## start Excerpt to read
The draft Bill also proposes to permanently give companies the option to hold hybrid meetings should they wish to do so.  Companies would only have the option to hold wholly virtual meetings, where this is 'expressly permitted or required' in their constitution.

Participation 

The draft explanatory memorandum states:

'The new law is not prescriptive about how a meeting should be conducted.  It does not mandate a particular format for a meeting or a particular way in which a show of hands or a vote on a poll is to be conducted.  It recognises that the meeting rules apply to a broad range of companies, from small not-for-profit companies to large listed companies, and allows each company to select the format for the meeting that is most appropriate for that company'.

However, it makes clear that 'members as a whole' must be afforded a 'reasonable opportunity' to participate, with a court able to declare a meeting invalid where it considers that 'a substantial injustice has occurred' and where this cannot be remedied by a Court order.

The draft explanatory memorandum includes a non-exhaustive list of factors relevant to considering whether 'members as a whole' have had a reasonable opportunity to participate.  These include (among other considerations):

  • whether the meeting is held at a 'reasonable' time and place
  • where the meeting is a hybrid or virtual meeting, that the technology used is reasonable
  • whether, where members have a right to speak/comment/ask questions at a meeting (eg under sections 250S and 250T of the Corporations Act 2001 (Cth)), they are able to do so 'either orally or in writing'
  • whether documents tabled in meetings are made 'reasonable accessible to members as a whole either before or during the meeting'.

The draft explanatory memorandum states that other factors may also be relevant, suggesting for example, that 'directors should consider in what circumstances the right to participate also includes a right to be seen'. 

Distribution of meeting-related documents

  • The draft Bill proposes to make permanent the changes in Treasury Laws Amendment (2021 Measures No. 1) Bill 2021 relating to distribution of meeting-related documents.  That is, to permanently enable any documents relating to meetings to be signed and given electronically (regardless of the format in which the meeting will be held).
  • It's proposed that a document may be provided electronically either by: a) giving the document to the person by using electronic means (eg by email); or b) providing the person with details 'sufficient to allow them to view or download the document electronically' eg by giving them a card, emailing them a link to a website.
## end Excerpt to read
## start Data shown
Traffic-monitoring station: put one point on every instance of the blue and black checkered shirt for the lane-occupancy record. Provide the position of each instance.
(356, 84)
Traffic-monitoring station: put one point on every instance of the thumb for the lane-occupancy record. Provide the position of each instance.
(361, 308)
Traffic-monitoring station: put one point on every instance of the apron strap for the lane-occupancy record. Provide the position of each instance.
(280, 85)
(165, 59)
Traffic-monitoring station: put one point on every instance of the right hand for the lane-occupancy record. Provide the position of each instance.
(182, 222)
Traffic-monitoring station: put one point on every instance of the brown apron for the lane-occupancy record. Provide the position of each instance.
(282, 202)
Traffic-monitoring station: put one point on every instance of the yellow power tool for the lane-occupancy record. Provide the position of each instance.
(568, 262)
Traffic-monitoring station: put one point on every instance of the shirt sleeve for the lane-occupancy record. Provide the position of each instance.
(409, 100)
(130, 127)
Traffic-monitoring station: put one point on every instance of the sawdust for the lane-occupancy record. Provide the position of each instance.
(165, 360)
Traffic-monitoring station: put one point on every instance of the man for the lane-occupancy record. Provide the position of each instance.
## end Data shown
Objective:
Reproduce the passage on company meetings word for word, from "However, it makes" to "a Court order.".

Response to the task:
However, it makes clear that 'members as a whole' must be afforded a 'reasonable opportunity' to participate, with a court able to declare a meeting invalid where it considers that 'a substantial injustice has occurred' and where this cannot be remedied by a Court order.